Text segment
++++++++

“My world got smaller” – four simple words from a father in New Zealand to explain in a poem to his children how he felt after being diagnosed with Parkinson’s disease.
These are indomitable spiritual qualities that truly define us all. Perhaps they’re the kind of qualities that that New Zealand dad was thinking of when, following a litany of examples of how his world had shrunk, his poem defiantly concluded: “I may be smaller, slower … but I’m still me!”
You could say our essence – our essential, divine goodness – remains undiminished, even if the body is dancing to a different tune. But might it be possible that a better understanding of that underlying essence could even help reharmonize mind and body?
Perhaps Fox felt a touch of that when he took a video crew on a search to explore the basis for optimism. When their travels took them to the Himalayan kingdom of Bhutan, Fox said he felt there was “something special with these people, something special with the way they live their lives, something special about how they look at things.” And, remarkably, he felt something special happening in his body, too. He said: “Ever since I’ve been in Bhutan my symptoms have been really diminished.
“I don’t know whether that’s from the altitude,” he said, “or whether that’s just Bhutan!”
Maybe there’s a clue in the unusual fact that Bhutan’s Tourism Council lists “Spirituality & Wellness” as one of the country’s main activities.
Research is needed to verify any such correlation, of course. But many medical professionals are investigating the health benefits of spirituality, including for Parkinson’s disease. As Patrick McNamara, PhD, puts it: “Spiritual practices are first and foremost about you getting nourished so that no matter what [Parkinson’s disease] throws at you, you can continue to grow and live life with zest and joy.”
Another physician, Monique Giroux, MD, says: “Our discussion of Parkinson’s care usually focuses on the physical body and its treatment. Yet healing and spirituality are of critical importance for progressive illnesses such as Parkinson’s disease since it connects personal suffering and personal meaning. To heal, then, means to achieve a sense of wholeness beyond the physical self by embracing and supporting our spiritual self.”
And she takes it a step further, saying that healing can also occur in the body.
One man had just such an experience (see the Christian Science Sentinel, May 6). He writes: “Three doctors took brain scans and determined that I had Parkinson’s disease. Their prognosis was that I would first need a wheelchair and later on be confined to a bed. They told me there was no cure.”

++++++++

Tasks to complete
a) Summarize the passage on Parkinson's disease and spirituality in two sentences.
b) Please repeat the stretch of the Parkinson's passage from "Perhaps Fox felt" through "country’s main activities." word for word.
c) In the Parkinson's passage, what does Bhutan's Tourism Council list as one of the country's main activities?

++++++++

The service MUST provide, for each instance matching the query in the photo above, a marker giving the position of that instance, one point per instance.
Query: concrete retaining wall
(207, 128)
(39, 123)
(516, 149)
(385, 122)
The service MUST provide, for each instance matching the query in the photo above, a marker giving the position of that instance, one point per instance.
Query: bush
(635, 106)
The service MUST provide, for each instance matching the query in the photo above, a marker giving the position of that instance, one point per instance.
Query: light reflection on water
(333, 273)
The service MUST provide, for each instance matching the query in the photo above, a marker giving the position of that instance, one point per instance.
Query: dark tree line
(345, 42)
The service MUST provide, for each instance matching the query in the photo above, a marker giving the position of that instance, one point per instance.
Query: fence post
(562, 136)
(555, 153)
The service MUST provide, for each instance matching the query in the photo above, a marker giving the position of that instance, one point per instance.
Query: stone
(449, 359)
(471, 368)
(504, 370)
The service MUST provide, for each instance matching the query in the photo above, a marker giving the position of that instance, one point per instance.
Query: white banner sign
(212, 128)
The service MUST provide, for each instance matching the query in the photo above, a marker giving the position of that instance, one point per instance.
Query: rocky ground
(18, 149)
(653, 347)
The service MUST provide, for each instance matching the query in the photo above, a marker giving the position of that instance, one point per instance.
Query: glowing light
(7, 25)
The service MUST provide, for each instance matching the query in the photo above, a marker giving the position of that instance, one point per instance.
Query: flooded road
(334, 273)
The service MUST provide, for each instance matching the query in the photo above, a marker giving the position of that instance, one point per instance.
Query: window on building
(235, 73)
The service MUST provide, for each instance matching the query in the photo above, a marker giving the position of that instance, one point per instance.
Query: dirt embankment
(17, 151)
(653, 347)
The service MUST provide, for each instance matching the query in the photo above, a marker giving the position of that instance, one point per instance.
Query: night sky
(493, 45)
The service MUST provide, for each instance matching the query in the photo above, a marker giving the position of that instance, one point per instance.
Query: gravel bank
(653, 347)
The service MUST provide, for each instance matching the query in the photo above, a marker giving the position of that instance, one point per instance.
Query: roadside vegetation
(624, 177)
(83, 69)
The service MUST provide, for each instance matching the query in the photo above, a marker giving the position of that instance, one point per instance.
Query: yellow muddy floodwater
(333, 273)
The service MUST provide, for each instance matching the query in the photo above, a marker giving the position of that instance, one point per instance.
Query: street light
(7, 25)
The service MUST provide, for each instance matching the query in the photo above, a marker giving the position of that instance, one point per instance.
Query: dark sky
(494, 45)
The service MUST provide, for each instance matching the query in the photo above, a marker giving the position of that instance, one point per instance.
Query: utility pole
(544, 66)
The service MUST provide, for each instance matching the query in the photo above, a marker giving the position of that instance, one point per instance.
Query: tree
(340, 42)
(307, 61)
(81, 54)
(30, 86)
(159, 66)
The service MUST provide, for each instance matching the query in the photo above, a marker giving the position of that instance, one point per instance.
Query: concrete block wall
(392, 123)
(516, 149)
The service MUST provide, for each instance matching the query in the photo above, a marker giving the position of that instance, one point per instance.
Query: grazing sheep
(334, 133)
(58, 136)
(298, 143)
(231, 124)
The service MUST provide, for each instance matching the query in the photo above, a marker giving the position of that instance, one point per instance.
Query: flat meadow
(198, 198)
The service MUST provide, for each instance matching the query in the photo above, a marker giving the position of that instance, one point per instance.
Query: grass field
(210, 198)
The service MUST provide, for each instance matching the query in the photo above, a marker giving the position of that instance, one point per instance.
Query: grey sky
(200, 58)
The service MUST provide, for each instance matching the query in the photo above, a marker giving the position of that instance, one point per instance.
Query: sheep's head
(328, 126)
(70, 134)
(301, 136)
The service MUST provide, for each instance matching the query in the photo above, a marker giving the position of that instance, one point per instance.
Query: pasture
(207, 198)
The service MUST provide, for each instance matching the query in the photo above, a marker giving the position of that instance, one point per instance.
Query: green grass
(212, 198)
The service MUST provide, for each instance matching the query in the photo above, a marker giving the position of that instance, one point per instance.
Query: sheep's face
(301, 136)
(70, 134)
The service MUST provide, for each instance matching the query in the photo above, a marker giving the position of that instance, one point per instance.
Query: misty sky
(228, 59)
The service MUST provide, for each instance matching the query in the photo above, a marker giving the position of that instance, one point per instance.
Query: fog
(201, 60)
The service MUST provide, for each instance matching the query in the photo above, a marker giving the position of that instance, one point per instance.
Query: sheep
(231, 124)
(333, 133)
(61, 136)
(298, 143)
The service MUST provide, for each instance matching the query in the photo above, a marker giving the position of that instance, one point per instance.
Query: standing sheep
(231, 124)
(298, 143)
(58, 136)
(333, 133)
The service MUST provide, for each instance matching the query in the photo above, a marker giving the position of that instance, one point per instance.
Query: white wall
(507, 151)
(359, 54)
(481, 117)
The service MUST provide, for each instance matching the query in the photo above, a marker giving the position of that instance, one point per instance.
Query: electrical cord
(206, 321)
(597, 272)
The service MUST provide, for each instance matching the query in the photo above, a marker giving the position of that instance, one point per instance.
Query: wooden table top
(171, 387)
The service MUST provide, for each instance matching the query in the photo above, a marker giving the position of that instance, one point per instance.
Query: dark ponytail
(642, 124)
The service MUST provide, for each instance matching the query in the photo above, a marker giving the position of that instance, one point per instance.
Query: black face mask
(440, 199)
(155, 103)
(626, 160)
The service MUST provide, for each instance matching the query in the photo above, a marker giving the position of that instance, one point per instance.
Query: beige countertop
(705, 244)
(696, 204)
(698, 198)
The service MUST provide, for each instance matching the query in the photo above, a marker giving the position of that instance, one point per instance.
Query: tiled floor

++++++++

Expected results
a) A father in New Zealand with Parkinson's disease wrote a poem saying his world got smaller but he was still himself, and Fox said his symptoms were really diminished while he was in Bhutan. Many medical professionals are investigating the health benefits of spirituality for Parkinson's disease, and physician Monique Giroux says healing and spirituality are of critical importance for progressive illnesses like it.

b)
Perhaps Fox felt a touch of that when he took a video crew on a search to explore the basis for optimism. When their travels took them to the Himalayan kingdom of Bhutan, Fox said he felt there was “something special with these people, something special with the way they live their lives, something special about how they look at things.” And, remarkably, he felt something special happening in his body, too. He said: “Ever since I’ve been in Bhutan my symptoms have been really diminished.
“I don’t know whether that’s from the altitude,” he said, “or whether that’s just Bhutan!”
Maybe there’s a clue in the unusual fact that Bhutan’s Tourism Council lists “Spirituality & Wellness” as one of the country’s main activities.

c) Spirituality & Wellness.